An experimental drug has shown promise in treating influenza, preventing lung injury and death from the virus in preclinical studies, according to University of Maryland School of Medicine researchers publishing in the journal Nature on May 1. The scientists found that a drug called Eritoran can protect mice from death after they have been infected with a lethal dose of influenza virus. The potential value of this drug as single therapy or in combination with antivirals is further supported by previous research that found that it is safe for use in humans.
The findings are of particular interest to scientists now that the latest deadly strain of flu, H7N9, is spreading in China -- 82 people in China had been infected with the new strain of flu virus as of April 26, and 17 had died.

SOURCE MATERIAL:
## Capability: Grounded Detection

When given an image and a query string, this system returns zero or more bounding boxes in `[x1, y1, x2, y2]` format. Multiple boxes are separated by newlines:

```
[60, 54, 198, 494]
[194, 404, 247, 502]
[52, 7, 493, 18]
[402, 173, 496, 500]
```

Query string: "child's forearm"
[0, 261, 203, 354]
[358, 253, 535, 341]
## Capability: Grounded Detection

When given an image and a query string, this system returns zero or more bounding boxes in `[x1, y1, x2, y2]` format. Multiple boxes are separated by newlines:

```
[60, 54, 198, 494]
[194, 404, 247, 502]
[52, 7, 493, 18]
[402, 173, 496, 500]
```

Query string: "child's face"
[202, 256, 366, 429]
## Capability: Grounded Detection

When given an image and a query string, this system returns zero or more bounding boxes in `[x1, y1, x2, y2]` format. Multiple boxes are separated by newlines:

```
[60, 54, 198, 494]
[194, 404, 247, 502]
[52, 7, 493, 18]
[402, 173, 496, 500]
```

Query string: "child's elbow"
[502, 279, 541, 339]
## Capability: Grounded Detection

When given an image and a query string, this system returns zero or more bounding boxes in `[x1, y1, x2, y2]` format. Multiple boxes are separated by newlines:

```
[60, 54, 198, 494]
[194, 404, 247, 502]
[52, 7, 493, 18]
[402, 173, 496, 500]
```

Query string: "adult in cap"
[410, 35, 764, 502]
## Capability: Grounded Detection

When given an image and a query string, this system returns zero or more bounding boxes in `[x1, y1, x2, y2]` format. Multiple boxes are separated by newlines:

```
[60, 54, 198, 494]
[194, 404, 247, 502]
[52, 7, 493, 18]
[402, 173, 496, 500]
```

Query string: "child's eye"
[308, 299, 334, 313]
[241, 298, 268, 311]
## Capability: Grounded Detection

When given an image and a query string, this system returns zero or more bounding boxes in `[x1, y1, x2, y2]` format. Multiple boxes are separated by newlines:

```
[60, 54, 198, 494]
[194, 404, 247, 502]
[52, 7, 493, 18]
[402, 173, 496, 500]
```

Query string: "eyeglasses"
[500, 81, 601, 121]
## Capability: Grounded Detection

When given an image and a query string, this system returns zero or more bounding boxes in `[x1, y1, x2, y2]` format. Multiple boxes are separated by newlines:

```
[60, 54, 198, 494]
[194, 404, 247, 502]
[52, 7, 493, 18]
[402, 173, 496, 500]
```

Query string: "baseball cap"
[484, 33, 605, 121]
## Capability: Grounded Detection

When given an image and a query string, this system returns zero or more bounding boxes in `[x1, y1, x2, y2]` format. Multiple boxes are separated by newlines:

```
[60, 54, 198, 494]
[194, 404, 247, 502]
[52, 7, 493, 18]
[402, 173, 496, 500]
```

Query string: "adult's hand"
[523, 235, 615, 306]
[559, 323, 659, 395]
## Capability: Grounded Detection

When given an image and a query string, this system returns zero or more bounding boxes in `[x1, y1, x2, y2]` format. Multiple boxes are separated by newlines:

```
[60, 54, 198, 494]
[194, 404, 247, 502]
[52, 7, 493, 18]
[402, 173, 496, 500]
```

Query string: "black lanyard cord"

WORK INSTRUCTION 1:
According to the passage on the experimental influenza drug, how many of the people infected with H7N9 in China had died as of April 26?
WORK INSTRUCTION 2:
Resume the passage about the experimental influenza drug, picking up after its final sentence.

RESPONSE AREA 1:
Seventeen people had died.

RESPONSE AREA 2:
Previous scientific studies have revealed that acute lung injury caused by the influenza virus is the result of an immune reaction mediated by a protein called Toll-like receptor 4 (TLR4). Senior author Stefanie Vogel, Ph.D., Professor of Microbiology and Immunology and Medicine at the University of Maryland, and colleagues previously demonstrated that mice that lack the ability to signal through TLR4 are highly refractory to influenza-induced lethality. In their new study, they extend these findings by showing that Eritoran -- a synthetic inhibitor of TLR4, originally developed by Eisai Inc. for treatment of sepsis -- improved clinical symptoms and prevented death when administered up to six days after infection with the influenza virus. Existing antiviral medications must be administered within two days of infection to be optimally effective.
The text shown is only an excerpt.